- **TASK DETAILS**: Your output should consist of the data, copied exactly.

━━━ DATA SUPPLIED

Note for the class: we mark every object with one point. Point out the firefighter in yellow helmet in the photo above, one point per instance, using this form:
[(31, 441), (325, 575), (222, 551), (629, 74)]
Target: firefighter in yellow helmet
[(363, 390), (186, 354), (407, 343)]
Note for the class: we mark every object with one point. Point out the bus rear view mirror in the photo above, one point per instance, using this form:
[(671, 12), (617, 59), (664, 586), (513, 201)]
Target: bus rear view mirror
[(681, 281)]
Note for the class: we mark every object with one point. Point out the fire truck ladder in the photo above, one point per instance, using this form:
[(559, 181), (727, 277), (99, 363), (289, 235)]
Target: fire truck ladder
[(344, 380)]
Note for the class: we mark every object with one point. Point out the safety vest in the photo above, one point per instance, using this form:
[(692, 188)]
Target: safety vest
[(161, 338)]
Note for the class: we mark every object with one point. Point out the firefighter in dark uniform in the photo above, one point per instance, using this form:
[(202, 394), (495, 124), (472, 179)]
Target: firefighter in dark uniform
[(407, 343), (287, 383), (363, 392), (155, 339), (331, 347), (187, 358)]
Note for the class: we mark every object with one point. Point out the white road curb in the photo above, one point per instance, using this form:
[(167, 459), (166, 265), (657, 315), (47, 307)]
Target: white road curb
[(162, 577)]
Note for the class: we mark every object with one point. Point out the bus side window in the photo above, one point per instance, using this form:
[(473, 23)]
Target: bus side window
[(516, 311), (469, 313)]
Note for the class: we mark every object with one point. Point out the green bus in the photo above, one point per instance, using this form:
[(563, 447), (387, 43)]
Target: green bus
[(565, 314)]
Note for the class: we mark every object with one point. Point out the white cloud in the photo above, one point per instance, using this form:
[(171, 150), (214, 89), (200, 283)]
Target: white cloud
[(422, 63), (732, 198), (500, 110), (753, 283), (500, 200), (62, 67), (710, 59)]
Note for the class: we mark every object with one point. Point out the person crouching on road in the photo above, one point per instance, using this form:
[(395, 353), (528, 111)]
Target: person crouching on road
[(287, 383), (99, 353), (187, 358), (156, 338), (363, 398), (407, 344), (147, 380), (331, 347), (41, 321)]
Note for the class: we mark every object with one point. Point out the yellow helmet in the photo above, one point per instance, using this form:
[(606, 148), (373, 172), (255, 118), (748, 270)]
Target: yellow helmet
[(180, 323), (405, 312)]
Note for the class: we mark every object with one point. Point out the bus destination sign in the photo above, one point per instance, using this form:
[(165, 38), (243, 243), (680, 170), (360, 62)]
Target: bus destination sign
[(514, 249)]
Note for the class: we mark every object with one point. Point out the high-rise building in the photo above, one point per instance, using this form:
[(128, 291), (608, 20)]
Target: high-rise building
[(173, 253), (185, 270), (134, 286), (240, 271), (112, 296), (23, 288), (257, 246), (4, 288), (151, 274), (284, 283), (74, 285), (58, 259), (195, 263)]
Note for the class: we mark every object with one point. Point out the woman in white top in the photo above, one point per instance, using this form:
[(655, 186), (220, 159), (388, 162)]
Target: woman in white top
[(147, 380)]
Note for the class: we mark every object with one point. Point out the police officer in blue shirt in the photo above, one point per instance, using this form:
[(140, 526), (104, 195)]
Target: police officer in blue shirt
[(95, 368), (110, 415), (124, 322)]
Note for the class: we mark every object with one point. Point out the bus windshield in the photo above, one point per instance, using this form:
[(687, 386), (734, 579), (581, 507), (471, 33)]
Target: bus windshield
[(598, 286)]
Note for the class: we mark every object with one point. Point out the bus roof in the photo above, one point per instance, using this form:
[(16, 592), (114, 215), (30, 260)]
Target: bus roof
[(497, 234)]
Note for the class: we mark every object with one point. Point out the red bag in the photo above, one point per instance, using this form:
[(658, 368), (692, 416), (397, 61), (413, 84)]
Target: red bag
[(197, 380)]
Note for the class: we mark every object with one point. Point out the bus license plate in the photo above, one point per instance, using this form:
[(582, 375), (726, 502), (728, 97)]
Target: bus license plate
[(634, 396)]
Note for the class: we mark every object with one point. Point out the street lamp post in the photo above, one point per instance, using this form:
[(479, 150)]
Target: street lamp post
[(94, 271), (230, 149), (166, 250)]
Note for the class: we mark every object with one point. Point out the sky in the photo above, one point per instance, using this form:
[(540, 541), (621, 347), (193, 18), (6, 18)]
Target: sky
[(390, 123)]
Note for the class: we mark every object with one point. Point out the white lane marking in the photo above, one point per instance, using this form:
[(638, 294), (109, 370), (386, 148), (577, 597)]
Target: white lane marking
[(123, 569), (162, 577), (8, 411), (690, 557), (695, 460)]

━━━━━━

- **EXPECTED OUTPUT**:
Note for the class: we mark every object with one point. Point out the firefighter in yellow helmet in the photo above, one point per instance, using this form:
[(31, 441), (325, 575), (222, 551), (629, 74)]
Target: firefighter in yellow helmet
[(363, 390), (186, 354), (407, 343)]
Note for the class: we mark every object with one point. Point out the bus rear view mirror in the photo above, one point per instance, using this form:
[(671, 12), (617, 59), (664, 586), (513, 201)]
Target: bus rear view mirror
[(681, 281)]
Note for the class: we mark every object with one point. Point out the fire truck ladder in the photo above, one point per instance, using this form:
[(559, 181), (727, 277), (99, 363), (289, 235)]
Target: fire truck ladder
[(344, 380)]
Note for the class: we mark every object with one point. Point out the safety vest in the photo above, one point per instance, using this form:
[(692, 188)]
Target: safety vest
[(161, 338)]
Note for the class: we mark every object with one point. Point out the firefighter in dark uniform in the photo above, one point per instance, using this form:
[(202, 394), (495, 124), (472, 179)]
Target: firefighter in dark uniform
[(407, 343), (287, 383), (363, 392), (155, 339), (331, 347), (187, 358)]
Note for the class: we mark every object with one point. Point out the white road curb in the photo above, one point per instance, using this form:
[(167, 459), (166, 265), (657, 315), (47, 307)]
Target: white road curb
[(162, 577)]
Note for the class: we mark every object with one point. Point out the bus side window in the photo above, one point per instance, using this form:
[(473, 23)]
Target: bus side window
[(516, 311), (469, 313)]
Note for the class: we mark every object with one point. Point out the green bus in the photo above, one point per instance, using this form:
[(563, 447), (387, 43)]
Target: green bus
[(565, 314)]
Note for the class: we mark every object with one point. Point out the white cloud in the photo above, one point per instance, using this form:
[(171, 150), (214, 89), (200, 283)]
Target: white cloud
[(422, 63), (732, 198), (500, 110), (753, 283), (500, 200), (62, 67), (710, 59)]
Note for the class: we mark every object with one point. Point out the person crouching on road in the photo above, one point per instance, using this form:
[(395, 353), (528, 111)]
Target: person crouching on road
[(287, 383), (99, 353), (187, 358), (156, 338), (363, 398), (407, 344), (147, 380), (331, 347), (41, 321)]
Note for the class: we mark every object with one point. Point out the yellow helmet in the photo above, one point per instance, using this form:
[(606, 148), (373, 172), (255, 118), (748, 270)]
Target: yellow helmet
[(180, 323), (405, 312)]
Note for the class: we mark every object with one point. Point out the bus destination sign in the photo above, one point per instance, using this form:
[(165, 38), (243, 243), (680, 170), (360, 62)]
Target: bus destination sign
[(514, 249)]
Note for the class: we mark every object with one point. Point out the high-rise building in the photo above, one point per instance, using this form:
[(128, 291), (608, 20)]
Target: high-rise building
[(173, 253), (185, 270), (134, 286), (240, 271), (112, 296), (23, 288), (257, 246), (4, 288), (151, 274), (284, 283), (74, 285), (58, 259), (195, 263)]
Note for the class: we mark every object with one point. Point out the woman in white top in the photo above, one point per instance, using this form:
[(655, 186), (220, 159), (388, 162)]
Target: woman in white top
[(147, 380)]
Note for the class: we mark every object with one point. Point out the police officer in blue shirt in the photo above, one point per instance, using this form:
[(140, 526), (104, 195)]
Target: police officer in blue shirt
[(95, 368), (110, 415), (124, 322)]
Note for the class: we mark every object with one point. Point out the bus windshield in the photo above, one point per instance, using this form:
[(687, 386), (734, 579), (581, 507), (471, 33)]
Target: bus windshield
[(598, 286)]
Note for the class: we mark every object with one point. Point out the bus roof in the photo above, one point per instance, using this form:
[(16, 592), (114, 215), (30, 260)]
Target: bus roof
[(497, 234)]
Note for the class: we mark every object with one point. Point out the red bag in the photo above, one point per instance, using this form:
[(658, 368), (692, 416), (397, 61), (413, 84)]
Target: red bag
[(197, 380)]
Note for the class: we mark every object with one point. Point out the bus license plate in the photo above, one point per instance, using this form:
[(582, 375), (726, 502), (728, 97)]
Target: bus license plate
[(634, 396)]
Note for the class: we mark every object with one point. Point out the street lamp post in the photo above, one point per instance, using this form:
[(479, 150)]
Target: street lamp post
[(94, 271), (230, 149), (166, 250)]
Note for the class: we mark every object with one point. Point out the sky in the photo above, one point per instance, using this form:
[(540, 541), (621, 347), (193, 18), (6, 18)]
Target: sky
[(390, 123)]
Note for the class: we mark every object with one point. Point out the white lane marking in the photo above, one point per instance, using this form:
[(638, 294), (109, 370), (386, 148), (577, 597)]
Target: white lane marking
[(123, 569), (162, 577), (8, 411), (690, 557), (695, 460)]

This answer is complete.